**ESTRATTO DEL TESTO:**
▼▼▼

Un’espressione innaturale del volto, paragonabile ad un sorriso forzato, molto simile a quella delle maschere fittili ritrovate nei contesti funerari punici. Il riso sardonico, secondo alcuni studiosi, potrebbe essere un antico retaggio sopravvissuto nei secoli e legato ad antiche pratiche rituali sacrificali.


Con il termine “riso sardonico” ci si riferisce ad un particolare spasmo muscolare prolungato che coinvolge i muscoli facciali contraendoli in una forma simile ad una sorta di ghigno.

Tutt’oggi l’aggettivo sardonico viene usato come sinonimo di sarcastico, provocatorio, amaro. Ne parlano Omero, Cicerone, Platone, Virgilio ed altri ancora, ognuno con la medesima accezione.

▲▲▲

**DATI DA ELABORARE:**

▼▼▼

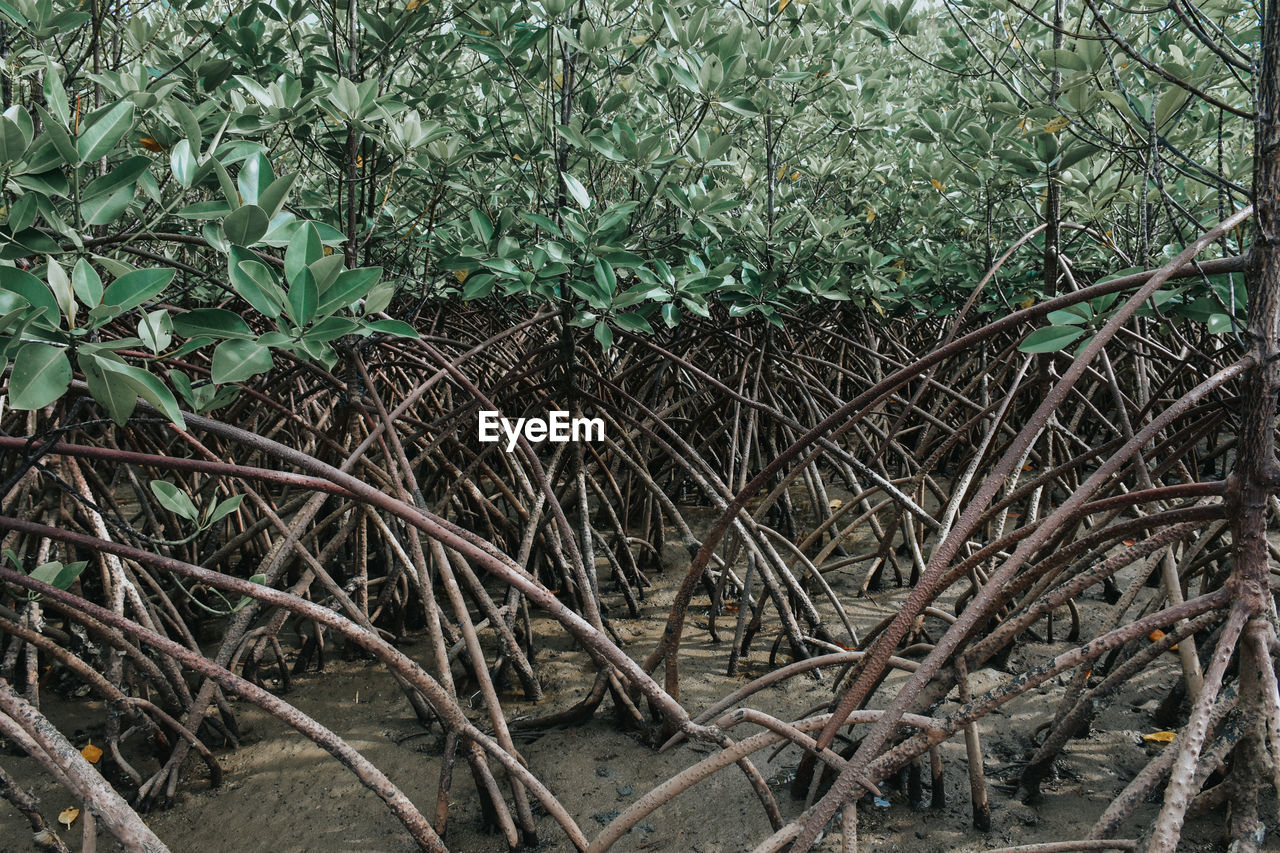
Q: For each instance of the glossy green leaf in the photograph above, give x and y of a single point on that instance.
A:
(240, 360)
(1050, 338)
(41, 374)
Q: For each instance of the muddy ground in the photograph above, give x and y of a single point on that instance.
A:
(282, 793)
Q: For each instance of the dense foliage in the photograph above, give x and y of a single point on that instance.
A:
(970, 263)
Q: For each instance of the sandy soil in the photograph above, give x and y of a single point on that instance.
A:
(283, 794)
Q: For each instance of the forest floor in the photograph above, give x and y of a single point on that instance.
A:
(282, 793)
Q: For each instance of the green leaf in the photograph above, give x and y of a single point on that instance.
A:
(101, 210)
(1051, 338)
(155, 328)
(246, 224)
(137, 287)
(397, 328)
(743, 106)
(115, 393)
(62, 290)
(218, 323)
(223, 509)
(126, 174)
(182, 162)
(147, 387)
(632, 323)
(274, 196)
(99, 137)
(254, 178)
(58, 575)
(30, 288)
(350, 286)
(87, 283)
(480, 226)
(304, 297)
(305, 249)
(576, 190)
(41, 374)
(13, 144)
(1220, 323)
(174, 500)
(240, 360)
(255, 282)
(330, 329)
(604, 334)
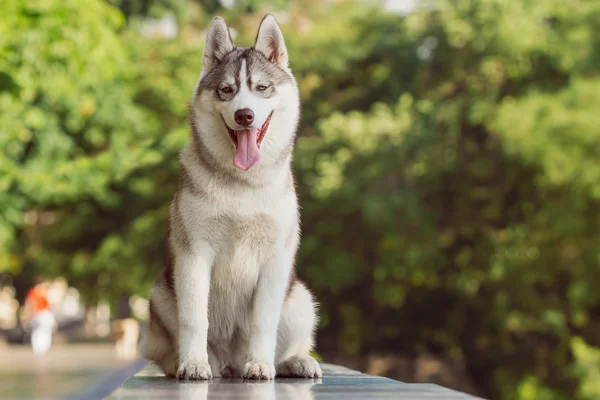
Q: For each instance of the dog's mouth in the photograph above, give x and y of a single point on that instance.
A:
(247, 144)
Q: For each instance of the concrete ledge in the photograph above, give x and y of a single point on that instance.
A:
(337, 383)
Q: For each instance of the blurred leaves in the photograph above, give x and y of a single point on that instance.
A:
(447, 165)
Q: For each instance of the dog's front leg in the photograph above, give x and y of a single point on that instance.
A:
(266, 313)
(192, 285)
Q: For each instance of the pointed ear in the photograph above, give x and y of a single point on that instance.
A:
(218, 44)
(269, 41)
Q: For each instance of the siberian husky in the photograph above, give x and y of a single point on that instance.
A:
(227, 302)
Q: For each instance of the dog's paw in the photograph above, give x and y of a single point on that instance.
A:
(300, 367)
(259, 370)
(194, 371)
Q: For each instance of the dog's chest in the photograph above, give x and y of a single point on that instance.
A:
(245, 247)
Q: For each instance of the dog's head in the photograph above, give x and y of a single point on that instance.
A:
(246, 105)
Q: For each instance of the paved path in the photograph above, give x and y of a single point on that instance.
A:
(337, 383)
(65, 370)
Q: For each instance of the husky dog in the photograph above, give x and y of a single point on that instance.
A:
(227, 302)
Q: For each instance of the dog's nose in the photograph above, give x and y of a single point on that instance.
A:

▲▲▲

**CONSEGNE DELL'ESERCIZIO:**
**A)** Riporti integralmente il testo sul riso sardonico, senza alcuna modifica.
**B)** Trasformi in elenco numerato, omettendo le righe vuote, le righe dei record dalla riga che contiene "Q: For each instance of the dog's chest" fino alla fine dei record, estremi inclusi.

**RISPOSTE FINALI:**
**A)**
Un’espressione innaturale del volto, paragonabile ad un sorriso forzato, molto simile a quella delle maschere fittili ritrovate nei contesti funerari punici. Il riso sardonico, secondo alcuni studiosi, potrebbe essere un antico retaggio sopravvissuto nei secoli e legato ad antiche pratiche rituali sacrificali.


Con il termine “riso sardonico” ci si riferisce ad un particolare spasmo muscolare prolungato che coinvolge i muscoli facciali contraendoli in una forma simile ad una sorta di ghigno.

Tutt’oggi l’aggettivo sardonico viene usato come sinonimo di sarcastico, provocatorio, amaro. Ne parlano Omero, Cicerone, Platone, Virgilio ed altri ancora, ognuno con la medesima accezione.

**B)**
1. Q: For each instance of the dog's chest in the photograph above, give x and y of a single point on that instance.
2. A:
3. (245, 247)
4. Q: For each instance of the dog's head in the photograph above, give x and y of a single point on that instance.
5. A:
6. (246, 105)
7. Q: For each instance of the paved path in the photograph above, give x and y of a single point on that instance.
8. A:
9. (337, 383)
10. (65, 370)
11. Q: For each instance of the husky dog in the photograph above, give x and y of a single point on that instance.
12. A:
13. (227, 302)
14. Q: For each instance of the dog's nose in the photograph above, give x and y of a single point on that instance.
15. A:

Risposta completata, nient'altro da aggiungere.